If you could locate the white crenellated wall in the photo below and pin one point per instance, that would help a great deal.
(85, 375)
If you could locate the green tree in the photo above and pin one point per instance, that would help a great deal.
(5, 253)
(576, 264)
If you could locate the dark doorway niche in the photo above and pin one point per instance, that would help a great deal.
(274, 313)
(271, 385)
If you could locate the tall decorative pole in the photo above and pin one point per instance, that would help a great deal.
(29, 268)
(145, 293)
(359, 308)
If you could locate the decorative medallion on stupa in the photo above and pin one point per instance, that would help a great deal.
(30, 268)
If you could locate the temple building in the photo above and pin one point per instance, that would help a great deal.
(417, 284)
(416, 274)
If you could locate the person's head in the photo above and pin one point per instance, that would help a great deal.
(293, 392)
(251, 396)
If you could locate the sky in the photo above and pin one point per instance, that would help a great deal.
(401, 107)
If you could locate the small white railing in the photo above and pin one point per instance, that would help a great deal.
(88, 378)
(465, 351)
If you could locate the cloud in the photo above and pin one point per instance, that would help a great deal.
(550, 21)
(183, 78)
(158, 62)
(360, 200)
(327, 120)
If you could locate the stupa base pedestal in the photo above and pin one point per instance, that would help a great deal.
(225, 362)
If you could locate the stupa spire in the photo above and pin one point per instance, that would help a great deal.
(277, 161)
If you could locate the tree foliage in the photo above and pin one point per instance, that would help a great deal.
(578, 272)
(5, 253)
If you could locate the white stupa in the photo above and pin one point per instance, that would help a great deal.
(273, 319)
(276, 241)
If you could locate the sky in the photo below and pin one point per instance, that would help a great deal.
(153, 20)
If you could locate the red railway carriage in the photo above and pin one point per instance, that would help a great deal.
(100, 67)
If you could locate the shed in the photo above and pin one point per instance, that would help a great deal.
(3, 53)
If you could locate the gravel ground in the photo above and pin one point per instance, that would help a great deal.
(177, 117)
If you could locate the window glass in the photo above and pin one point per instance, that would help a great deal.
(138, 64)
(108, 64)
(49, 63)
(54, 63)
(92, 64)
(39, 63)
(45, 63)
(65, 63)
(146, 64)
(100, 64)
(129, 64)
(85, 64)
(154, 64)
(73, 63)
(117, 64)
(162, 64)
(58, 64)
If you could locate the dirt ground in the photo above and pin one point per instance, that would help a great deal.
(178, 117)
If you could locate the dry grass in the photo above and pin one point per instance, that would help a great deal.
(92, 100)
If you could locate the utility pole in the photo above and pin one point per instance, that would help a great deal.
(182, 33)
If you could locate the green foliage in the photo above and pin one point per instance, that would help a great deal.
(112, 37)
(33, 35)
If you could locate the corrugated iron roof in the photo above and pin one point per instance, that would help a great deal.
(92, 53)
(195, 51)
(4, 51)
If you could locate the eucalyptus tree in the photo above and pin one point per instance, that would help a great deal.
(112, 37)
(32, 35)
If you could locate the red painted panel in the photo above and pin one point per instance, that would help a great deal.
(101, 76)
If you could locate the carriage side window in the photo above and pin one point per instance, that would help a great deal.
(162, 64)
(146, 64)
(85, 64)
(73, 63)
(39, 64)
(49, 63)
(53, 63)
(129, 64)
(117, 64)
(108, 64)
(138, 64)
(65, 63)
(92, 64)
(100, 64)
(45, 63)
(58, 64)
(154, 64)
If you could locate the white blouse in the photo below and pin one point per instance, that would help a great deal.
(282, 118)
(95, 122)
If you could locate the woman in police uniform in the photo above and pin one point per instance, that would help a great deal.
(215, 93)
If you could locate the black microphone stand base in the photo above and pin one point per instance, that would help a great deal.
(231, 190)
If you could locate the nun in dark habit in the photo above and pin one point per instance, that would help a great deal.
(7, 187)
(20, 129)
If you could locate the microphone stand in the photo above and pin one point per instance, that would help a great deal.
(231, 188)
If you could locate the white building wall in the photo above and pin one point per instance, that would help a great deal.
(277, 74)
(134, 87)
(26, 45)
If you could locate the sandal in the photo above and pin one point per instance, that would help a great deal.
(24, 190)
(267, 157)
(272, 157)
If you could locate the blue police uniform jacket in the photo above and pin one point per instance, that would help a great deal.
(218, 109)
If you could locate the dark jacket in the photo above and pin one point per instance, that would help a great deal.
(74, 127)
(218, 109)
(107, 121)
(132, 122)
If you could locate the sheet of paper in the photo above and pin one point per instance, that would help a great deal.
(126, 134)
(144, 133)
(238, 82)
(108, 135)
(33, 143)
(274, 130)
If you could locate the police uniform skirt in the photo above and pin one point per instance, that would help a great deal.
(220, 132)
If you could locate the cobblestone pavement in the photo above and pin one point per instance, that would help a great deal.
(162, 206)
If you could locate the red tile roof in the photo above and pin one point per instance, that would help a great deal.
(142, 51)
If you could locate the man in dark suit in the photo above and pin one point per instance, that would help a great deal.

WRITTEN EXERCISE: Output the rows above as a Markdown table with the columns "No." and "Text". Start with the line containing "If you could locate the police" and continue through the last line of the rows, giving only those lines, numbering each one, and leaving out blank lines.

THE RESPONSE:
| No. | Text |
|---|---|
| 1 | If you could locate the police uniform skirt in the photo above and pin one point per instance, that would help a great deal. |
| 2 | (220, 132) |
| 3 | If you could locate the cobblestone pavement in the photo above and pin one point per instance, that would help a great deal. |
| 4 | (162, 206) |
| 5 | If you could locate the red tile roof in the photo above and pin one point per instance, that would help a great deal. |
| 6 | (142, 51) |
| 7 | If you could locate the man in dark suit in the photo above and pin one point per instance, that would help a great deal. |